Extracted material
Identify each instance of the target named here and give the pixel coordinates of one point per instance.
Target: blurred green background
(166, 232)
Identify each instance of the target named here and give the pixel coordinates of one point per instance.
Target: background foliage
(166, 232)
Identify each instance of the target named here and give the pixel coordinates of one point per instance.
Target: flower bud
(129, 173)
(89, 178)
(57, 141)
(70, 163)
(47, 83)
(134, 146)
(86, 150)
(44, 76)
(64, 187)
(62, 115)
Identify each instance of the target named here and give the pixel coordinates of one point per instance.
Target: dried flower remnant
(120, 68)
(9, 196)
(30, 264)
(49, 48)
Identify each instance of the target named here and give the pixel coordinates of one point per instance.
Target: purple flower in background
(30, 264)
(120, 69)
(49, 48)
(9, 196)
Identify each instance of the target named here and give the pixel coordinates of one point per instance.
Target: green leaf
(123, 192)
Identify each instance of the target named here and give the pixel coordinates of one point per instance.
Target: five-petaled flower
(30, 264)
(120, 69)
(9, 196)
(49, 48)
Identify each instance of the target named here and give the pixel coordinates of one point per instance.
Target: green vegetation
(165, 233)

Your task
Write out every record again, exactly as it was written.

Reply to the task
Identify each instance of the target named here and give the pixel coordinates of one point per instance.
Target: blurred green background
(166, 232)
Identify each instance of the target named here and give the pixel coordinates of one point per instance.
Target: background foliage
(166, 232)
Identify each instance of the target named here and give the pixel coordinates of one point per instance.
Target: flower bud
(129, 173)
(89, 178)
(57, 141)
(70, 163)
(47, 83)
(134, 146)
(86, 150)
(44, 76)
(64, 187)
(62, 115)
Identify each instance of the target named here and give the pixel coordinates of one point per instance.
Target: dried flower remnant
(120, 68)
(9, 196)
(30, 264)
(49, 48)
Identify each instance of the target named here and give the pixel coordinates of one point per instance.
Target: purple flower in background
(30, 264)
(120, 69)
(49, 48)
(9, 196)
Identify each instance of the target named here and give the pixel coordinates of one point per instance.
Target: green leaf
(123, 192)
Identify each instance of the target named here and give the pixel coordinates of one point per instance.
Target: five-petaled flower
(30, 264)
(120, 69)
(9, 196)
(49, 48)
Identify each instance of the target named here and give the pixel coordinates of one point per instance.
Target: green vegetation
(165, 233)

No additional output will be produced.